● Problem
Swap "bounding box" for "enclosing rectangle" in every one of the entries below, and reproduce everything else unchanged.

● Data rows

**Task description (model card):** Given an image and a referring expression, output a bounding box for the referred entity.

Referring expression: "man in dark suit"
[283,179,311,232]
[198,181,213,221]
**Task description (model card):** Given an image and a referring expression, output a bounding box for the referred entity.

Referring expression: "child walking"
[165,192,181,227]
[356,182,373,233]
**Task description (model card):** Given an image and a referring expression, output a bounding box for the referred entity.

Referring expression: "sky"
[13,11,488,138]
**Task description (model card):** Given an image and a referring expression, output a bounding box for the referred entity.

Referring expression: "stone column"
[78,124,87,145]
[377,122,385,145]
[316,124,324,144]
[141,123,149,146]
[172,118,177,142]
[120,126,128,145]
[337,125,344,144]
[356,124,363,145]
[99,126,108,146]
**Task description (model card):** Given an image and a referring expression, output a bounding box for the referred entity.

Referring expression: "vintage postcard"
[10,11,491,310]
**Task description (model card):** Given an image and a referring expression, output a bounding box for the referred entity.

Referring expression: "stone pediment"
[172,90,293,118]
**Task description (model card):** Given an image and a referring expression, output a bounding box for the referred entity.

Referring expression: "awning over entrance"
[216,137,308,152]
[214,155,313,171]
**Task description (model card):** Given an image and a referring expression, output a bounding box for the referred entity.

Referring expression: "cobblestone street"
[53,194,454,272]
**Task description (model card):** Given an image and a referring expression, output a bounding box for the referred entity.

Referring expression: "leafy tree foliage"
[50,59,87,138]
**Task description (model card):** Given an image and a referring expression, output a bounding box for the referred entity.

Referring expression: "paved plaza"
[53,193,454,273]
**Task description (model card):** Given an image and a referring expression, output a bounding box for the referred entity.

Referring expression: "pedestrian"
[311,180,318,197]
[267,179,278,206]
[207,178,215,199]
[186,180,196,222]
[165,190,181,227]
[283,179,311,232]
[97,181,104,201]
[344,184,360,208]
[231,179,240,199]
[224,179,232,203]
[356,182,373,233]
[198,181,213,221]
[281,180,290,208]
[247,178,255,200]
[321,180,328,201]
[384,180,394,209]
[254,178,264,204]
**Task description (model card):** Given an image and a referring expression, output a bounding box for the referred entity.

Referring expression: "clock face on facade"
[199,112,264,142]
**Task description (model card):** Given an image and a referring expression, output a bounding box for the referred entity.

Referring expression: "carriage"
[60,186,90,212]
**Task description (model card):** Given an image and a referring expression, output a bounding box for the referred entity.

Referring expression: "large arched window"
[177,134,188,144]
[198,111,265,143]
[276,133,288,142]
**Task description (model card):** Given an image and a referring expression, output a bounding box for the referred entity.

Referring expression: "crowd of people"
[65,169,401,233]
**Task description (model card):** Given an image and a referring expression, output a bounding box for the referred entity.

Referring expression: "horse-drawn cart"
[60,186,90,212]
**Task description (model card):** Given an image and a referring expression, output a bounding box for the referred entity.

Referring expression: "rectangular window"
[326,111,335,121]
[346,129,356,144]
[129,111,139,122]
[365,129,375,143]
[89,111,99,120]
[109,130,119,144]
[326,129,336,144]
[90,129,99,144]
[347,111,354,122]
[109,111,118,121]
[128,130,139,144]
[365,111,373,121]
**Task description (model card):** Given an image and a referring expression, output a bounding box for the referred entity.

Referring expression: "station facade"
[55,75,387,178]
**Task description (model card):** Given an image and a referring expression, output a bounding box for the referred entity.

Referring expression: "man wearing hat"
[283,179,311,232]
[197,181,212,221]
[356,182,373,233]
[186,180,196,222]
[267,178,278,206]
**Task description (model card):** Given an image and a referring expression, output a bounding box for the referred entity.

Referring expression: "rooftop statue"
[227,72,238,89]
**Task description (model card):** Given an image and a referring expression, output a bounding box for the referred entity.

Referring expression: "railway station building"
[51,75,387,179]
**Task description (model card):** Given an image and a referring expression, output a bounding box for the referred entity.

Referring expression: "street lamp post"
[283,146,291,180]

● Problem solution
**Task description (model card):** Given an image and a referring expression, output a enclosing rectangle for the referred entity.

Referring expression: "man in dark suit"
[283,179,311,232]
[198,181,213,221]
**Task description (model card):** Given an image and a referring expression, output a enclosing rectangle for the referred entity.

Referring expression: "child walking"
[165,192,181,227]
[356,182,373,233]
**Task description (model card):** Given an image and a referring expression, output a enclosing rectangle for the referred entity.

Referring expression: "sky"
[13,11,488,138]
**Task description (model card):** Given an image and a referring expression, output a enclosing rectangle for the referred entity.

Referring expression: "stone column"
[78,124,87,145]
[377,122,385,145]
[316,124,324,144]
[141,123,149,146]
[172,118,177,142]
[120,126,128,145]
[337,125,344,144]
[356,124,363,145]
[99,126,108,146]
**Task description (model card):** Given an image and a referring expression, output a enclosing rectangle for the referred entity.

Referring expression: "vintage postcard"
[10,11,491,310]
**Task description (model card):** Given an image and a referring expression, output a enclosing rectangle for the referred entity.

Referring expression: "stone pediment"
[172,90,293,118]
**Task description (model card):** Given an image and a referring expression, output a enclosing rectangle for the referred entity.

Referring expression: "awning over entrance"
[216,137,308,152]
[214,155,313,171]
**Task description (model card):** Given an image and a referring expression, output a enclosing rectangle for the referred entity.

Referring expression: "cobblestone street"
[53,194,454,272]
**Task description (model card):** Given an image and a referring expression, output a enclosing rectangle for the referred entity.

Referring expression: "leafy tree foliage"
[50,59,87,138]
**Task description (model card):** Given an image and a referring expression, output a enclosing rectangle for the referred entity.

Referring expression: "paved plaza"
[53,193,454,273]
**Task description (model card):** Given an image and a referring expression, output a enclosing rectangle for the referred entity.

Referring expression: "pedestrian"
[311,180,318,197]
[267,179,278,206]
[207,178,215,199]
[186,180,196,222]
[165,190,181,227]
[283,179,311,232]
[97,181,104,201]
[344,184,360,208]
[231,179,240,199]
[224,179,232,203]
[356,182,373,233]
[198,181,213,221]
[281,180,290,208]
[247,178,255,200]
[321,180,328,201]
[384,180,394,209]
[254,178,264,204]
**Task description (model card):** Given an image and a referring expression, output a enclosing rectangle for the referred entity.

Referring expression: "clock face on facade"
[199,112,264,142]
**Task description (model card):** Given an image and a referring expression, output a enclosing rectangle for the referred entity.

Referring expression: "carriage"
[60,186,90,212]
**Task description (model card):** Given an image and a referring expression, output a enclosing rectangle for the referred entity.

Referring expression: "large arched window"
[177,134,188,144]
[198,111,265,143]
[276,133,288,142]
**Task description (model card):** Given an image and a referring expression, output a enclosing rectangle for the referred entity.

Referring expression: "crowd of people"
[65,169,401,233]
**Task description (model card):** Given an image and a referring expression, output a enclosing rectangle for the referred entity.

Referring expression: "horse-drawn cart"
[60,186,90,212]
**Task description (model card):** Given an image and a referring expression, output a enclosing rectangle for the referred entity.

Referring expression: "rectangular window"
[326,111,335,121]
[346,129,356,144]
[129,111,139,122]
[365,129,375,143]
[89,111,99,120]
[109,130,119,144]
[326,129,336,144]
[90,129,99,144]
[347,111,354,122]
[109,111,118,121]
[128,130,139,144]
[365,111,373,121]
**Task description (model card):** Given an image and a referring expression, output a enclosing rectangle for the referred entity.

Referring expression: "station facade"
[55,75,387,178]
**Task description (model card):** Given an image and a referring expression, output a enclosing rectangle for the referred entity.

Referring expression: "man wearing hat"
[283,179,311,232]
[197,181,212,221]
[356,182,373,233]
[186,180,196,222]
[267,178,278,206]
**Task description (model card):** Given an image and a referring expression, output a enclosing rectangle for the referred entity.

Referring expression: "rooftop statue"
[227,72,238,89]
**Task description (model card):** Given an image and a referring expression, output a enclosing rectangle for the referred entity.

Referring expression: "railway station building"
[51,75,387,179]
**Task description (model card):** Given an image and a referring expression, output a enclosing rectangle for the referred entity.

Referring expression: "street lamp post"
[283,146,291,180]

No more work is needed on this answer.